• STUDY TEXT:
# # # # # # #

    People are good damn it!!!!!!!!!!! I wish you would just learn this.

    • TH

      I would argue those that you claim would be ostracized from societies that value kindness as a way of life (somewhere far from Western civilization, I’m sure) are kind to others because it’s expected of them OR they fear being turned out of their communities. It’s not an act of kindness when the motive behind the action in question is fear of being thrown out of a community. I don’t think those people are kind as much as they are conformists. I think Ed’s point is that everything we do stems from an instinct to survive, which is fundamentally, well, selfish. I volunteer to help kids with their homework because I believe children are the future of humanity and i want humanity to do better. That’s kind of selfish. Are my actions good? Sure. Do they have a positive impact? I guess. But my motivation is primarily selfish. I don’t think it’s such a bad thing to be selfish in these regards. When something is personal to you, you’re more likely to stick with it and be sure if it’s success. I think that’s the hallmark of evolution and our success as a species

      • I disagree that fear is the motivating factor and they are conformist. What ever you feel or believe to be true about people is what you will find in the people you come in contact with. Even your view that doing for others is selfish vs natural is colored by your belief. You may be motivated by what you think is selfish intentions to do for others but many are not. They do simply because it is natural. You breath because it is instinct you treat others a certain way for the same reason. Or at least I do. Selfish is such an ugly word to me. It means that you have no factors that influence you more than your own desires. That is savage to me. We will have to agree to disagree on this one

      • TH

        Well. That was vicious and uncalled for. There’s a way to formulate an intelligent rebuttal without being disrespectful. This was extremely hurtful and I am NOT an overly sensitive person.
# # # # # # #
• DATASET RECORDS:
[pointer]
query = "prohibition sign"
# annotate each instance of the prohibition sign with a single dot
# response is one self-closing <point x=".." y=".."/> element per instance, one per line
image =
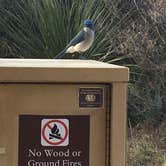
<point x="47" y="126"/>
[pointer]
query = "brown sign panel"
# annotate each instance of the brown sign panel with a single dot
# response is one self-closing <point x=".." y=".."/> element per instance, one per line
<point x="91" y="97"/>
<point x="53" y="140"/>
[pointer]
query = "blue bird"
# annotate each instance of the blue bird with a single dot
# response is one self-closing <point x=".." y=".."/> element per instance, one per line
<point x="82" y="41"/>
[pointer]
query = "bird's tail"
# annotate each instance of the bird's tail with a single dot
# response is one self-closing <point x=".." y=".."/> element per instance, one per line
<point x="60" y="55"/>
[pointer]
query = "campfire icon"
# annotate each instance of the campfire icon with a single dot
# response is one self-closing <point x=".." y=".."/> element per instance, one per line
<point x="55" y="133"/>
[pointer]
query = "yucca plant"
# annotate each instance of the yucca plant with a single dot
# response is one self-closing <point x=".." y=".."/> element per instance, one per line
<point x="42" y="28"/>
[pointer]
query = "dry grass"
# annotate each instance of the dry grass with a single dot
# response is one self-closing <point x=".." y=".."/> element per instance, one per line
<point x="147" y="145"/>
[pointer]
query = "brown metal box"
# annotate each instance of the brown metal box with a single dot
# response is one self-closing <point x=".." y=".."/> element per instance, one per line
<point x="62" y="113"/>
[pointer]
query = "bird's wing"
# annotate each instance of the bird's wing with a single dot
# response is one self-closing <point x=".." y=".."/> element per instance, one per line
<point x="77" y="39"/>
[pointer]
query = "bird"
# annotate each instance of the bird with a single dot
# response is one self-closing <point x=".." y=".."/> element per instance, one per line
<point x="82" y="41"/>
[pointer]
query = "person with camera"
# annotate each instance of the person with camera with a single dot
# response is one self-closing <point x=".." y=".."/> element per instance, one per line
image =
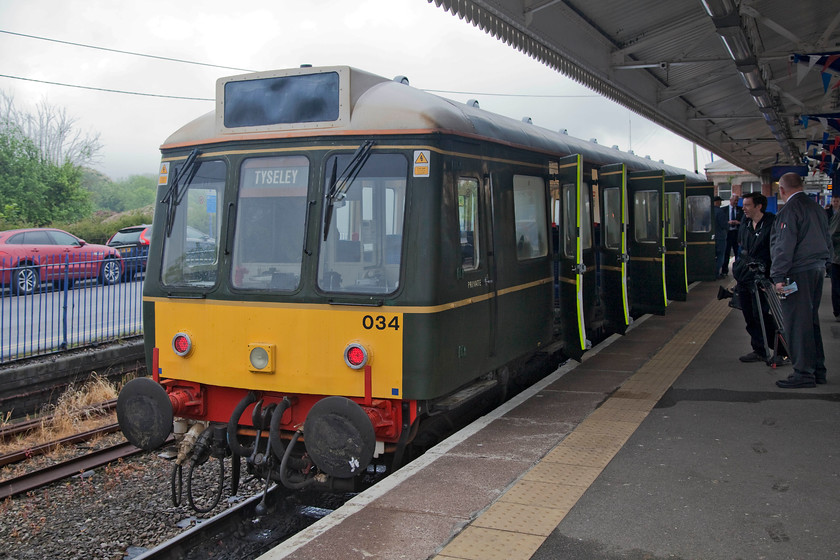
<point x="800" y="246"/>
<point x="754" y="243"/>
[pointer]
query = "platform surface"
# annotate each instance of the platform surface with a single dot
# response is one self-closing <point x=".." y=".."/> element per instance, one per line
<point x="661" y="444"/>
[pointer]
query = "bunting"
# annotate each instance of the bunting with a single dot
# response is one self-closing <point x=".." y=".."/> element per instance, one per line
<point x="823" y="155"/>
<point x="828" y="64"/>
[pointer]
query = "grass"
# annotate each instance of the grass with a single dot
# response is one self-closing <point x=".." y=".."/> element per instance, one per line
<point x="77" y="410"/>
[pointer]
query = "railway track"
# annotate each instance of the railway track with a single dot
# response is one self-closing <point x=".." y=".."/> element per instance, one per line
<point x="23" y="454"/>
<point x="20" y="428"/>
<point x="70" y="467"/>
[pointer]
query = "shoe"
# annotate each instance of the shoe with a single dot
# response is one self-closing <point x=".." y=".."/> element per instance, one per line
<point x="752" y="357"/>
<point x="797" y="381"/>
<point x="777" y="361"/>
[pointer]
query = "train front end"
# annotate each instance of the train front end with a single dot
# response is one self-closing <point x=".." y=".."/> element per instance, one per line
<point x="276" y="256"/>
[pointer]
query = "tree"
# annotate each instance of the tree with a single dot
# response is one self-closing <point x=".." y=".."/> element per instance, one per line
<point x="53" y="133"/>
<point x="35" y="190"/>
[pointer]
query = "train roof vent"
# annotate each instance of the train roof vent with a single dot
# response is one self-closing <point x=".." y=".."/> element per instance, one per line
<point x="304" y="98"/>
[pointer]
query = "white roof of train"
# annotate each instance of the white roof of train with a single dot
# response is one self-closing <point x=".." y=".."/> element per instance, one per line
<point x="377" y="105"/>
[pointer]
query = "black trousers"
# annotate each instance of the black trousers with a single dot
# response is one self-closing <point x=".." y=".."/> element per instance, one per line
<point x="802" y="322"/>
<point x="753" y="321"/>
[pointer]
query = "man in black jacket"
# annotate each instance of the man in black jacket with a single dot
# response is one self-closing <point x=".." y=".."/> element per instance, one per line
<point x="754" y="242"/>
<point x="800" y="246"/>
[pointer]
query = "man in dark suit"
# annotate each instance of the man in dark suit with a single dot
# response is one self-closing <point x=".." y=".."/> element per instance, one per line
<point x="754" y="241"/>
<point x="721" y="227"/>
<point x="799" y="248"/>
<point x="735" y="215"/>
# # # # # # #
• ASSIGNMENT A:
In the comment thread on kindness, what does one commenter say they volunteer to do?
• ASSIGNMENT B:
Pick up the comment thread on kindness after its final sentence and carry it on.
The records have no connection to the comment thread on kindness.

• EXPECTED ANSWER A:
Help kids with their homework.

• EXPECTED ANSWER B:
    • TH

      Please excuse my typos; I’m on my iPod touch because I’m too lazy to turn on my computer. I’m literate. I swear.

  2. Taj

    Ed – I’m surprised by your skeptical perspective in this area. I’m also taken aback by the lack of nuance in your ultimate conclusion. How can you be so certain and unequivocal about the underlying motives of others? How can you be so certain of something that is unprovable?
    VeriTaj

    • Thank you!!!!!!!!!!!!!!!!!!! Hey Taj.

    • Obviously, I can’t be 100% certain about what goes on in other people’s heads. I mean, if we really wanna go there, I can’t even be certain that anybody else EXISTS. With that said, a non-existent self-concept is so contrary to the observed human condition that to have it would probably mean that one is not sane. It may be diminished, it may act benignly, but it’s there. And it wants what it wants.

  3. TH

    This reminds me of a story someone once told about Abraham Lincoln: When he was a lawyer or something he was on his way to give some big speech in front of some bigwigs and had an argument w/ an aide. He told the aide EVERYTHING we do is borne of selfishness and the aide disagreed. They rode past a sow in a ditch having a hard time giving birth to a piglet. He had the carriage pulled over and helped the sow, ruining his suit in the process and ensuring he wouldn’t reach his destination in time. The aide said, “See? That was a completely selfless act” and Lincoln replied with, “Don’t be silly; if I hadn’t helped that sow I would’ve felt terrible about it all day.”

    • TH just hit the nail on the head with that Lincoln anecdote. There is always a motivation behind everything that we do, assuming sanity. No one can completely purge themselves of their sense of self – to do so would mean having no concept of a personal identity.

      Again, I ask you to think hard about that positive emotional feedback you receive after a good deed for which you receive no earthly reward. Even if you truly do it just for the feeling, what exactly IS that feeling? Listen closely: I think most of us will he hear a still, small voice saying, “Look. I did that.”

      But even if you don’t, you at least got that resultant warm feeling, and somehow, that feeling was worth at least as much to you as whatever “sacrifice” you gave up. Plus you get acknowledgement. So you still come out ahead.